HOW TO COMPLETE THIS TASK: Word-for-word transcription is needed for all of the entries.

►

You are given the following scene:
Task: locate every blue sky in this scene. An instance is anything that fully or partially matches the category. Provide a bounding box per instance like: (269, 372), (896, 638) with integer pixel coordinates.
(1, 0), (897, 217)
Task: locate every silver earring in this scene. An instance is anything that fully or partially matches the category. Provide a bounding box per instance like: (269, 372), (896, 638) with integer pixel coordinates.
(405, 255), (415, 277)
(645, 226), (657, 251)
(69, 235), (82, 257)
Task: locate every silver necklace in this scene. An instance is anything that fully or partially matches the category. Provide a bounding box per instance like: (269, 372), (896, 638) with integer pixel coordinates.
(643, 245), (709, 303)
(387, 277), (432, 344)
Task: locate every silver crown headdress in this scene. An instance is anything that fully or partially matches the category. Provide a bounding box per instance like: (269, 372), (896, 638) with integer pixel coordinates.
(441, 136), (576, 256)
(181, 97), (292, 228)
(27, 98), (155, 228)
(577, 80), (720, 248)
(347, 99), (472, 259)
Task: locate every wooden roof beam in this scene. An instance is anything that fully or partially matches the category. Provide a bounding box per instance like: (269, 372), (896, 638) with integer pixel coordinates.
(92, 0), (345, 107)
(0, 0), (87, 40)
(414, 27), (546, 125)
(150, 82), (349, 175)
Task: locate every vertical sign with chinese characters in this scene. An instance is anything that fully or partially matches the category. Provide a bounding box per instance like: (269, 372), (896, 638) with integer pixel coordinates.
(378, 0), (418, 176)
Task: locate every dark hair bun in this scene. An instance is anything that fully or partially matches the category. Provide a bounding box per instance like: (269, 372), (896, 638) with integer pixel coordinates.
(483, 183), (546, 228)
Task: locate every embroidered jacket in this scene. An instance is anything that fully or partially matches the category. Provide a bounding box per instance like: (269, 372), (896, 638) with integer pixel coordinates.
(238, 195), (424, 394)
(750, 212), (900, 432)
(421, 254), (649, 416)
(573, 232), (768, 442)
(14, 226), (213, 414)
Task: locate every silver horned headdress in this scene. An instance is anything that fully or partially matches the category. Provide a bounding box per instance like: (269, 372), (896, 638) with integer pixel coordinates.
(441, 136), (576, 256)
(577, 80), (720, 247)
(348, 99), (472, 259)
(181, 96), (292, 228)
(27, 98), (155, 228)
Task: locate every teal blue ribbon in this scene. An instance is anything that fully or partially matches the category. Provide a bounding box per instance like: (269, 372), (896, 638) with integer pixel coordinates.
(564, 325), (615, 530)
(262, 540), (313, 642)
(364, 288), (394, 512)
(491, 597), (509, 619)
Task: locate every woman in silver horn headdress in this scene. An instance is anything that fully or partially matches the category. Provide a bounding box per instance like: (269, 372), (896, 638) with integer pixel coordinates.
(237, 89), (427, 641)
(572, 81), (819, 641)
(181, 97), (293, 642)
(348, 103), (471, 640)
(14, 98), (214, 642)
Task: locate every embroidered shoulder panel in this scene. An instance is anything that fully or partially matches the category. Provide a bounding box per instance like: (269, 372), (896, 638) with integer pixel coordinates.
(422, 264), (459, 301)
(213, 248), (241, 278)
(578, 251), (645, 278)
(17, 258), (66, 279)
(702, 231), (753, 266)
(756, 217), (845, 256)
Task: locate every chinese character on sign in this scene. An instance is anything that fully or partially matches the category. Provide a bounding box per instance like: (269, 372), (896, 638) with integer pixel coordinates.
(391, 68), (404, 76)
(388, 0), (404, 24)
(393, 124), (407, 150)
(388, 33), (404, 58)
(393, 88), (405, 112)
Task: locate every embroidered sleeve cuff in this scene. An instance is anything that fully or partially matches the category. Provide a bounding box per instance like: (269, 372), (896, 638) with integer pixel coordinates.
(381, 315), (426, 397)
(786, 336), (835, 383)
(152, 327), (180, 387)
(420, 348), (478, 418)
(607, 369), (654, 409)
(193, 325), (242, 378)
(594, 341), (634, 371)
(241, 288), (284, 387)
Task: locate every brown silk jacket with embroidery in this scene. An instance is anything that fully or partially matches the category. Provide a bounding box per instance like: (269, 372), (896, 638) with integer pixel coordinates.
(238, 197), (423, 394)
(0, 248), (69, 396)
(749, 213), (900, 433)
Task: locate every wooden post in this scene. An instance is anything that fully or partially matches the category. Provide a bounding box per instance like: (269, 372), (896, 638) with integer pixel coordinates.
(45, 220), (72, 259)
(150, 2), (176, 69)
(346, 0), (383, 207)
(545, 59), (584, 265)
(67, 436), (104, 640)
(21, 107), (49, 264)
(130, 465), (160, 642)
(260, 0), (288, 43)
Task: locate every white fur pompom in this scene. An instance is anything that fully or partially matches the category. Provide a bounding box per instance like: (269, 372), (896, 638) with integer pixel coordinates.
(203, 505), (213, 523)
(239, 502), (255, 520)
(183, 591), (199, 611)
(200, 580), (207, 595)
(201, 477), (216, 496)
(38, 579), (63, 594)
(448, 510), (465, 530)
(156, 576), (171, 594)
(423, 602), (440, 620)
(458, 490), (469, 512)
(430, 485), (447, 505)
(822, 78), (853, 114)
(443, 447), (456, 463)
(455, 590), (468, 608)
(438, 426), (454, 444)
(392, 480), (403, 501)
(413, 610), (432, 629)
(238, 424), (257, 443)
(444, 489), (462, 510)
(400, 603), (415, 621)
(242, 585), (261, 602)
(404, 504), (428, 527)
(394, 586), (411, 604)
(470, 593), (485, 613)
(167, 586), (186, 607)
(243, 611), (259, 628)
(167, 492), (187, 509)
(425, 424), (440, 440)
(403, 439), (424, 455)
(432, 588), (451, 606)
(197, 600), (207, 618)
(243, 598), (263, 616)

◄

WRITTEN ANSWER:
You are given the following scene:
Task: locate every blue sky in this scene. An instance is anything that fully or partially matches the category. Provide a bounding box per instance like: (269, 372), (896, 638) with integer pixel coordinates.
(1, 0), (897, 217)
Task: locate every silver earring in this scene. An instance is anything that fully or partially matches the category. Provide a bounding box per instance like: (269, 372), (896, 638) with integer pixel coordinates.
(405, 255), (415, 277)
(645, 226), (657, 251)
(69, 235), (82, 257)
Task: locate every silver necklace in this scene. An instance is anything that fully or partially matches the category. Provide a bounding box per instance like: (269, 372), (896, 638) with integer pixel coordinates.
(643, 245), (709, 303)
(387, 277), (432, 344)
Task: locate every silver crown headdress in this scene. An instance is anything that fully or partially matches the category. Provide a bounding box per instance like: (269, 372), (896, 638) with integer pixel coordinates.
(441, 136), (576, 256)
(181, 97), (292, 228)
(27, 98), (155, 228)
(577, 80), (720, 248)
(347, 99), (472, 259)
Task: locate every wooden roof beam in this scene. An instance is anything that fully or partially matches the category. Provide a bounding box per instance like: (269, 372), (896, 638) with integer pixel coordinates.
(92, 0), (345, 107)
(0, 0), (87, 40)
(414, 27), (546, 125)
(150, 82), (349, 175)
Task: locate every vertical sign with chinese characters in this scene. An instance is anything that fully or partially matches the category. Provide a bounding box per instance like: (269, 372), (896, 638) with integer pixel coordinates.
(378, 0), (418, 176)
Task: locate every dark hair bun in this scene. An instance is anything that fully or partially matches the category. Provide a bounding box per instance like: (269, 372), (896, 638) with integer pixel coordinates.
(483, 183), (546, 228)
Task: locate every embroidered jacket in this scene. An instance is anything that fully or partially matches the category. Provide a bounding box per instance like: (269, 372), (896, 638) with integer pixel coordinates.
(238, 195), (424, 394)
(750, 212), (900, 432)
(421, 254), (649, 416)
(573, 232), (768, 442)
(14, 226), (213, 414)
Task: locate every silver horned headdress in this scene. An instance is anything that fully or partially matches the category. Provide a bounding box per instance like: (269, 372), (896, 638) with integer pixel coordinates.
(441, 136), (576, 256)
(577, 80), (720, 247)
(348, 99), (472, 259)
(181, 96), (292, 228)
(27, 98), (155, 228)
Task: locate every teal blue ribbon in this scene. An instance is anything that fully or partially matches the category. Provide a bounding box per instance like: (269, 372), (896, 638) with integer pixel coordinates.
(564, 325), (615, 530)
(262, 540), (313, 642)
(364, 288), (394, 512)
(491, 597), (509, 619)
Task: locate every woman in silver horn headdress in this scene. An instance is anything that fully or partially matches the category. Provide a bounding box per instance like: (269, 372), (896, 638) with integer pixel coordinates.
(237, 89), (427, 641)
(572, 81), (819, 641)
(181, 97), (293, 642)
(348, 103), (471, 640)
(14, 98), (214, 642)
Task: locate every embroidered shoulder panel in this scene. An instance is anything that fully or partially matches the category. Provide a bounding box per instance like: (269, 372), (896, 638) with integer pixel coordinates.
(422, 264), (459, 301)
(213, 248), (241, 278)
(578, 251), (645, 278)
(17, 258), (66, 279)
(702, 231), (753, 266)
(756, 217), (845, 256)
Task: locate every chinese character on sign in this scene. An instance is anything that fully or partially matches the category. Provide a bounding box per instance like: (269, 372), (896, 638) with integer pixel coordinates.
(391, 68), (404, 76)
(388, 0), (404, 24)
(393, 124), (407, 150)
(388, 33), (404, 58)
(393, 88), (405, 112)
Task: locate every embroidered sleeve cuff in this scene. An instance is anything that fully or partially matches the category. Provide a bounding box per instance like: (269, 372), (896, 638) with integer pixel coordinates.
(381, 315), (426, 397)
(786, 336), (835, 383)
(152, 327), (180, 387)
(420, 348), (478, 418)
(607, 369), (654, 409)
(193, 325), (242, 378)
(594, 341), (634, 371)
(241, 288), (284, 387)
Task: locate every brown silk jacket with embroidery in this scene. An instance is anything that fully or partially matches the category. Provide a bounding box per instance like: (269, 372), (896, 638) with integer pixel coordinates.
(238, 197), (423, 394)
(0, 248), (69, 396)
(749, 213), (900, 433)
Task: locate every wooden post in this scene. An instance is anything that fully or partially matches the category. Provide a bounding box per instance like: (269, 372), (896, 638) with integer pixel coordinates.
(45, 220), (72, 259)
(150, 2), (176, 69)
(346, 0), (383, 207)
(545, 59), (584, 265)
(67, 436), (104, 640)
(21, 107), (49, 264)
(130, 465), (160, 642)
(260, 0), (288, 43)
Task: locate every white fur pompom in this scene. An instance is anything that fully or partially matches the category. Provide a bounding box per instance like: (269, 372), (896, 638) with integer pixel coordinates.
(203, 505), (213, 523)
(239, 502), (255, 520)
(183, 591), (199, 611)
(200, 580), (207, 595)
(201, 477), (216, 496)
(38, 579), (63, 594)
(448, 510), (465, 530)
(156, 576), (171, 594)
(423, 602), (440, 620)
(458, 490), (469, 512)
(430, 485), (447, 505)
(822, 78), (853, 114)
(443, 447), (456, 463)
(455, 590), (468, 608)
(438, 426), (454, 444)
(392, 480), (403, 501)
(413, 610), (432, 629)
(238, 424), (257, 443)
(444, 489), (462, 510)
(400, 603), (415, 621)
(242, 585), (261, 602)
(404, 504), (428, 527)
(394, 586), (411, 604)
(470, 593), (485, 613)
(167, 586), (186, 607)
(243, 611), (259, 628)
(167, 492), (187, 509)
(425, 424), (440, 440)
(403, 439), (424, 455)
(432, 588), (451, 606)
(197, 600), (207, 618)
(243, 598), (263, 616)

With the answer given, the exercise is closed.